**Task statement**
Copy the material below line for line, changing nothing.

**Source data**
+++++

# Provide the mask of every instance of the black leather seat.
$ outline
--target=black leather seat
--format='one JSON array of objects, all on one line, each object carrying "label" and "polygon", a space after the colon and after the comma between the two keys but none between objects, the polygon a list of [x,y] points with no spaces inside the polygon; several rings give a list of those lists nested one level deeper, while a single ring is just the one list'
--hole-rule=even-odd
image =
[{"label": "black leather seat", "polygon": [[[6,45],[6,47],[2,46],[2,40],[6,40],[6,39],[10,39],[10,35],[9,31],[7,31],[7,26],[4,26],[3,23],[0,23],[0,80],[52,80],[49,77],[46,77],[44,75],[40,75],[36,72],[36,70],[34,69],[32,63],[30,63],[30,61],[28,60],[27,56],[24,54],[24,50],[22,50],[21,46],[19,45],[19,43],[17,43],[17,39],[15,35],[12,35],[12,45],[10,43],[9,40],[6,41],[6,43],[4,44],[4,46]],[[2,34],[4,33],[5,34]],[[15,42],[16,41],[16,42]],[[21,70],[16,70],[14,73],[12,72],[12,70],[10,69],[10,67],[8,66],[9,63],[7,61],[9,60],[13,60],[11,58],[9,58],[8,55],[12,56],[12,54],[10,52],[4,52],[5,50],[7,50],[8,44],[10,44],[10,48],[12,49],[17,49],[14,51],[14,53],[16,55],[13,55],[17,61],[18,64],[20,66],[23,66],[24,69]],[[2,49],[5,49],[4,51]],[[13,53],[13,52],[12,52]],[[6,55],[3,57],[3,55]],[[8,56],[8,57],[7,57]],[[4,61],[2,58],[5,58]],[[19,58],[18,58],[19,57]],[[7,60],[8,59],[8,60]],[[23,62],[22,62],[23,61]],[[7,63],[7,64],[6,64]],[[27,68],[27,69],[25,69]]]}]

+++++

**Output below**
# Provide the mask of every instance of the black leather seat.
$ outline
--target=black leather seat
--format='one JSON array of objects, all on one line, each object carrying "label" and "polygon", a space after the colon and after the comma between the two keys but none between objects, the polygon a list of [x,y] points with no spaces inside the polygon; several rings give a list of those lists nested one level deeper, while a single ring is just the one list'
--hole-rule=even-odd
image =
[{"label": "black leather seat", "polygon": [[[6,45],[6,47],[2,46],[2,40],[6,40],[6,39],[10,39],[10,35],[9,31],[7,31],[7,26],[4,26],[3,23],[0,23],[0,80],[52,80],[49,77],[46,77],[44,75],[40,75],[36,72],[36,70],[34,69],[32,63],[30,63],[30,61],[28,60],[27,56],[24,54],[24,50],[22,50],[21,46],[19,45],[19,43],[17,43],[17,39],[15,35],[12,35],[12,45],[10,43],[9,40],[6,41],[6,43],[4,44],[4,46]],[[2,34],[4,33],[5,34]],[[15,42],[16,41],[16,42]],[[21,70],[16,70],[14,73],[12,72],[12,70],[10,69],[10,67],[8,66],[9,63],[7,61],[9,60],[13,60],[11,58],[9,58],[8,55],[12,56],[12,54],[10,52],[4,52],[5,50],[7,50],[8,44],[10,44],[10,48],[12,49],[17,49],[14,51],[14,53],[16,55],[13,55],[17,61],[18,64],[20,66],[23,66],[24,69]],[[2,49],[5,49],[4,51]],[[13,53],[13,52],[12,52]],[[6,55],[3,57],[3,55]],[[8,56],[8,57],[7,57]],[[4,61],[2,58],[5,58]],[[19,58],[18,58],[19,57]],[[7,60],[8,59],[8,60]],[[23,62],[22,62],[23,61]],[[7,63],[7,64],[6,64]],[[27,68],[27,69],[25,69]]]}]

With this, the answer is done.